Add post-processing: 2D optimization along OBB axes

Optimal_bounding_box/doc/Optimal_bounding_box/Concepts/OrientedBoundingBoxTraits.h

@@ -6,7 +6,7 @@ The concept `OrientedBoundingBoxTraits_3` describes the requirements of the trai
 used in the function `CGAL::oriented_bounding_box()`, and in particular the need for
 a 3x3 matrix type.
 
-\cgalRefines `ConvexHullTraits_3`
+\cgalRefines `Kernel`
 
 \cgalHasModel `CGAL::Oriented_bounding_box_traits_3`
 
@@ -21,18 +21,10 @@ public:
   /// and be compatible with the type `Point_3`
   typedef CGAL::Aff_transformation_3<K>                   Aff_transformation_3;
 
-  /// A construction object that must provide the function operator:
-  /// `CGAL::Bbox_3 operator()(const Point_3&)`,
-  /// which returns an axis-aligned bounding box that contains the point
-  typedef unspecified_type                                Construct_bbox_3;
-
   /// A 3x3 matrix type; model of the concept `SvdTraits::Matrix` and which supports
   /// matrix-matrix and scalar-matrix multiplication, as well as matrix-matrix addition
   typedef unspecified_type                                Matrix;
 
   /// Returns the unitary matrix `Q` obtained in the QR-decomposition of the matrix `m`
   Matrix get_Q(const Matrix& m) const;
-
-  /// Returns the 3D box construction functor
-  Construct_bbox_3 construct_bbox_3_object() const;
 };

Optimal_bounding_box/include/CGAL/Optimal_bounding_box/internal/evolution.h

@@ -19,6 +19,7 @@
 #include <CGAL/Optimal_bounding_box/internal/fitness_function.h>
 #include <CGAL/Optimal_bounding_box/internal/helper.h>
 #include <CGAL/Optimal_bounding_box/internal/nelder_mead_functions.h>
+#include <CGAL/Optimal_bounding_box/internal/optimize_2.h>
 #include <CGAL/Optimal_bounding_box/internal/population.h>
 
 #include <CGAL/Random.h>
@@ -157,15 +158,27 @@ public:
       std::cout << std::endl;
 #endif
 
+      // optimize the current best rotation by using the exact OBB 2D algorithm
+      // along the axes of the current best OBB
+      m_best_v = &(m_population.get_best_vertex());
+      Matrix& best_m = m_best_v->matrix();
+
+#ifdef CGAL_OPTIMAL_BOUNDING_BOX_DEBUG
+      std::cout << "new best matrix: " << std::endl << best_m << std::endl;
+      std::cout << "fitness: " << m_best_v->fitness() << std::endl;
+#endif
+
+      optimize_along_OBB_axes(best_m, m_points, m_traits);
+      m_best_v->fitness() = compute_fitness(best_m, m_points, m_traits);
+
       // stopping criteria
-      m_best_v = &(get_best_vertex(m_population));
-      const FT new_fit_value = m_best_v->fitness_value();
+      const FT new_fit_value = m_best_v->fitness();
       const FT difference = new_fit_value - prev_fit_value;
 
 #ifdef CGAL_OPTIMAL_BOUNDING_BOX_DEBUG
-      const Matrix& best_m = m_best_v->matrix();
-      std::cout << "new best matrix: " << std::endl << best_m << std::endl;
-      std::cout << "value difference with previous: " << difference << std::endl;
+      std::cout << "post 2D optimization matrix: " << std::endl << best_m << std::endl;
+      std::cout << "new fit value: " << new_fit_value << std::endl;
+      std::cout << "difference: " << difference << std::endl;
 #endif
 
       if(CGAL::abs(difference) < tolerance * new_fit_value)

> The task: Check each statement against the code change and answer yes or no, quoting the words from the code change that settle it. (a) The code change makes `OrientedBoundingBoxTraits_3` refine `Kernel`. (b) The code change adds a new include line for `population.h`. (c) After the 2D optimization step, the fitness of the best vertex is computed again with `compute_fitness`.

> Information provided:
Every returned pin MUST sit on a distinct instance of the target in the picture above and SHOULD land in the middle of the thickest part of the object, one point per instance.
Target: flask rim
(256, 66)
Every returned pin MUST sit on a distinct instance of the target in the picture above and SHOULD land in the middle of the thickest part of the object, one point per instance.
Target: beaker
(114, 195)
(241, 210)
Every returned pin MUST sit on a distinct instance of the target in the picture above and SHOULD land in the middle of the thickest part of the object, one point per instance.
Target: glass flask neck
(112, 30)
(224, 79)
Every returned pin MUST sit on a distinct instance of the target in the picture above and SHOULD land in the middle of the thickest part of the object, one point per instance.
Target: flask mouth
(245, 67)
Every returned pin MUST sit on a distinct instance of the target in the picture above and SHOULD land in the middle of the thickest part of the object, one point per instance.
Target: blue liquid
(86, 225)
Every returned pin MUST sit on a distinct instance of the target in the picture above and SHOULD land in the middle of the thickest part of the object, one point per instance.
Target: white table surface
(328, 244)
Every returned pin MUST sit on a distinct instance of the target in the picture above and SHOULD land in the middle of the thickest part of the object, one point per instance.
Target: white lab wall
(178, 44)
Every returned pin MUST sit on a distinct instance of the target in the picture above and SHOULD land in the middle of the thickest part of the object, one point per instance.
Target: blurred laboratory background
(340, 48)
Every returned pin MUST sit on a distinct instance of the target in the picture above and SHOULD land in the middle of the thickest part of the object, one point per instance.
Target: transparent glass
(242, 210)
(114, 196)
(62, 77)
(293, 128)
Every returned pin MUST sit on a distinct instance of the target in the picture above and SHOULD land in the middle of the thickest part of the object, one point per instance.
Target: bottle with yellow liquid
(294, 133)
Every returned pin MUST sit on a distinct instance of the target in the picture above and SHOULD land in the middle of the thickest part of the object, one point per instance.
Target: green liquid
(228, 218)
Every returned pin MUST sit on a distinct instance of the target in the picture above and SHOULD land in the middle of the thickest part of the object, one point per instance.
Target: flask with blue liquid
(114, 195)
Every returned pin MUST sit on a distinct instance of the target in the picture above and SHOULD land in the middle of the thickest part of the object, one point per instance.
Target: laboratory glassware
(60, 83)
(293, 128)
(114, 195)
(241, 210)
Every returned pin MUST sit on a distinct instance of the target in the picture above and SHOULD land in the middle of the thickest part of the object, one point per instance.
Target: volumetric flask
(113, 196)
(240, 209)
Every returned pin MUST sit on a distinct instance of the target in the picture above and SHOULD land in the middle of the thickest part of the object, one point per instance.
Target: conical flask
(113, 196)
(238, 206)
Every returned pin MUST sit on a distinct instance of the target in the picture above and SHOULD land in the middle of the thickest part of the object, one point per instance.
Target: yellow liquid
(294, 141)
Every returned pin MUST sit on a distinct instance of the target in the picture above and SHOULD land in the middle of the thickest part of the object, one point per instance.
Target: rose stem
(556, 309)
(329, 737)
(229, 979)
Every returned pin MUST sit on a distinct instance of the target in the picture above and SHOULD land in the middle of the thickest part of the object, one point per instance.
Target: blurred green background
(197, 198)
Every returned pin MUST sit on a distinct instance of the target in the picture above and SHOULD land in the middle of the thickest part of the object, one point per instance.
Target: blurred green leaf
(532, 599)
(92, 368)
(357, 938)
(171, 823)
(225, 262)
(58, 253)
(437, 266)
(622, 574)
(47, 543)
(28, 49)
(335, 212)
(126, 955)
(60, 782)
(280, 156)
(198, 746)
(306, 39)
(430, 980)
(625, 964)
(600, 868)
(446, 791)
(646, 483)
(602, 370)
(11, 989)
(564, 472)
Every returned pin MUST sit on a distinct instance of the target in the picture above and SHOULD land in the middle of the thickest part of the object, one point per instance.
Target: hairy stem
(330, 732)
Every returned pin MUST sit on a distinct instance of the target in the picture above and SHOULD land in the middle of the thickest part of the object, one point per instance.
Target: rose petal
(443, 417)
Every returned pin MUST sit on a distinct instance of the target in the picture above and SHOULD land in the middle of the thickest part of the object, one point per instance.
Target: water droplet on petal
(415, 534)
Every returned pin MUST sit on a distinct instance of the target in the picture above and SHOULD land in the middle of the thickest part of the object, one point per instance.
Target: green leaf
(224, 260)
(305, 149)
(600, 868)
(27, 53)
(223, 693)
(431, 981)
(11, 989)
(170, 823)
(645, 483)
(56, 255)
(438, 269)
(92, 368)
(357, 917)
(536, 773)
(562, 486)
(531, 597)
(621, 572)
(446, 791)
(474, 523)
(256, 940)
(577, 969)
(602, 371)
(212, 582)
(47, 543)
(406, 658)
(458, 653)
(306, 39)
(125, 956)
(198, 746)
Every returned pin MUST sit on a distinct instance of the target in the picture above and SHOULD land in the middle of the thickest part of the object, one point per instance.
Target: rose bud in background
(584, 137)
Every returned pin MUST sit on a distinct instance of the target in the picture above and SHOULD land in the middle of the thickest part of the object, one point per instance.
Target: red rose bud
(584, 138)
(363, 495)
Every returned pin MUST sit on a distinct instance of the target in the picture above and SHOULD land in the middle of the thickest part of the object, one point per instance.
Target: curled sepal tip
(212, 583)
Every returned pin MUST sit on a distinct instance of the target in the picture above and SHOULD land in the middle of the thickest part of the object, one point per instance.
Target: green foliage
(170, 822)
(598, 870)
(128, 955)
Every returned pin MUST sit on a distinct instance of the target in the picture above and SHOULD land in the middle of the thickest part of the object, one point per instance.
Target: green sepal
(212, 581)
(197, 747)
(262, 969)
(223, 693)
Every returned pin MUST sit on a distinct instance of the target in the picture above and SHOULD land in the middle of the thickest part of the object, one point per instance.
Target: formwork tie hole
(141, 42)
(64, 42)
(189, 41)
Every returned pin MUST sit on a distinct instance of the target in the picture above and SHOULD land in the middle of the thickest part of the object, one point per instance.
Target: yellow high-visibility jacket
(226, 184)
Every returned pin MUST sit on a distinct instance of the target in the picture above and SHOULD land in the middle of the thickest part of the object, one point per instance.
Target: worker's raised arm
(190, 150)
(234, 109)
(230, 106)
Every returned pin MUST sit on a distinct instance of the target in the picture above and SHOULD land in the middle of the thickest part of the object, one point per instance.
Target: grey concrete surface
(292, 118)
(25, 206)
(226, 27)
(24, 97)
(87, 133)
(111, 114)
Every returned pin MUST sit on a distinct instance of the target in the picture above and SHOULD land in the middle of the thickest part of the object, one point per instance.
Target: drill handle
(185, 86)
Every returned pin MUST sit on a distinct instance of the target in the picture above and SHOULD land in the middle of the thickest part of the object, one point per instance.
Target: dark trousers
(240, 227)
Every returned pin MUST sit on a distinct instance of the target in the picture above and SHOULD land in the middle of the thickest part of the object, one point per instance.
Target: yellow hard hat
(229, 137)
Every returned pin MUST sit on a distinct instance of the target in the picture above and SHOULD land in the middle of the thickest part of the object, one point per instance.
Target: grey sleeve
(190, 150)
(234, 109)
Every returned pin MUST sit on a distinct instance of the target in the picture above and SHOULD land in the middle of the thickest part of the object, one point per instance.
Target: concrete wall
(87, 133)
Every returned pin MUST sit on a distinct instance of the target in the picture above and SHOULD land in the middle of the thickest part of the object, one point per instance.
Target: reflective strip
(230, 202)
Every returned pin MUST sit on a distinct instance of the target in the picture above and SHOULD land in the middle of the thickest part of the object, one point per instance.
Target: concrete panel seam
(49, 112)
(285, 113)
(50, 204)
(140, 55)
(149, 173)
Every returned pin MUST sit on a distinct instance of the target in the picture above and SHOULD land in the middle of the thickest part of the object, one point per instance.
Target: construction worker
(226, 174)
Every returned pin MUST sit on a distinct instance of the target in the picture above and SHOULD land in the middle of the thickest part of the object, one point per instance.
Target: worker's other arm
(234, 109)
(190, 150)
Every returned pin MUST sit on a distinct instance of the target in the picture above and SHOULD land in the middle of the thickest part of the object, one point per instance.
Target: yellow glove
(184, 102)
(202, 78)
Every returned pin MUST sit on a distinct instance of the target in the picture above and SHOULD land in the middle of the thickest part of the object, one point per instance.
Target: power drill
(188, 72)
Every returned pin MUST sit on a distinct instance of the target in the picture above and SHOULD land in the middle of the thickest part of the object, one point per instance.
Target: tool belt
--
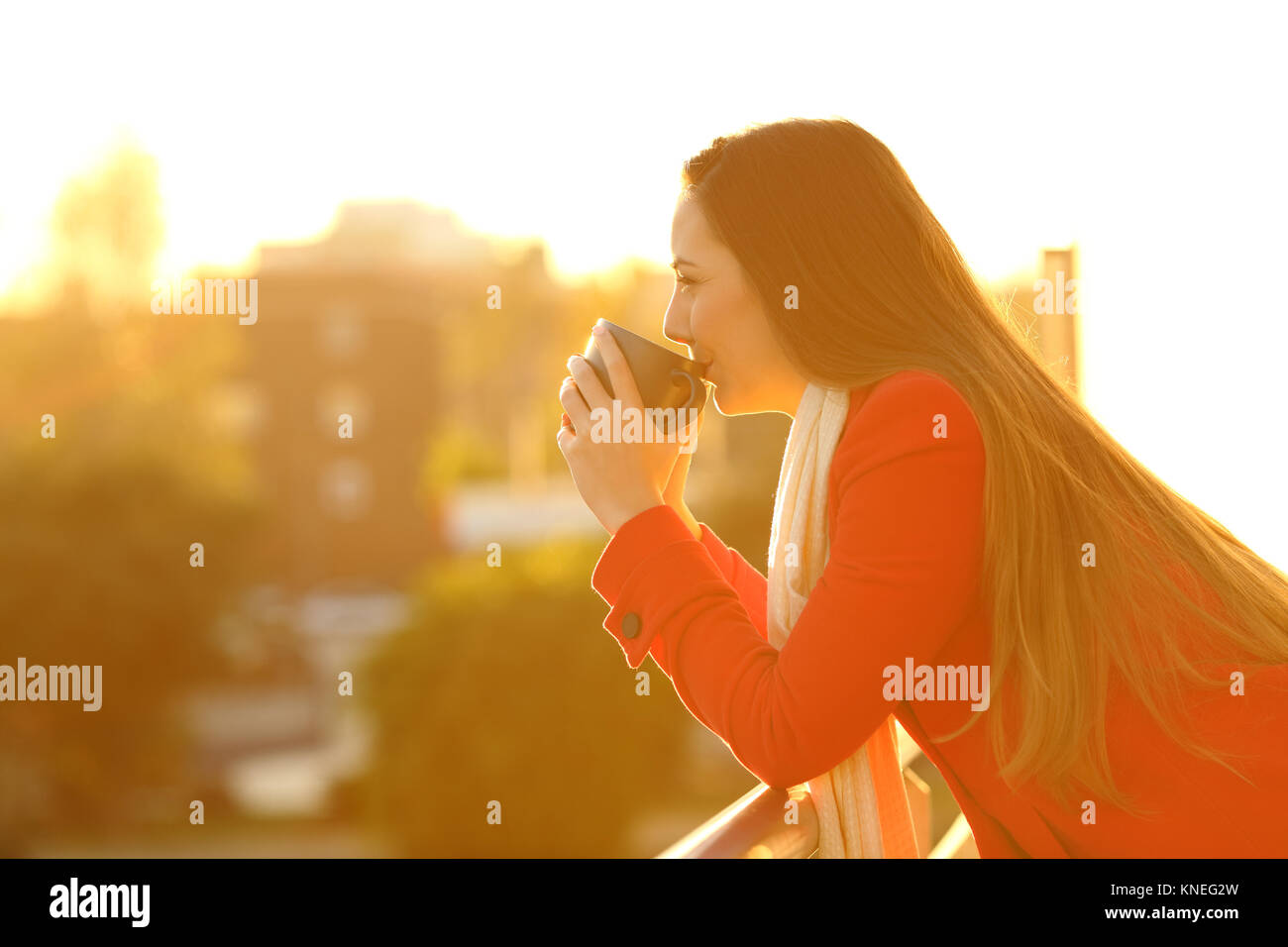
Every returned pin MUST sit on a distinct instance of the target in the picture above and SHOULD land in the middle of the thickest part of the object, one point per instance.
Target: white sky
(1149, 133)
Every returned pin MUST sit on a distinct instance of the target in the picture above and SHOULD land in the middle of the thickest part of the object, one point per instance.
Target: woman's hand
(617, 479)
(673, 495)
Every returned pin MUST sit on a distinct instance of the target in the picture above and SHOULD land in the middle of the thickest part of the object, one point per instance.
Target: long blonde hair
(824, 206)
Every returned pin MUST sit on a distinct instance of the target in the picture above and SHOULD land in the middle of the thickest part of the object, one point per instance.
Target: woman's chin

> Output of the task:
(a) Yes: "\cgalRefines `Kernel`"
(b) No. The only new include is "#include <CGAL/Optimal_bounding_box/internal/optimize_2.h>"
(c) Yes: "m_best_v->fitness() = compute_fitness(best_m, m_points, m_traits);"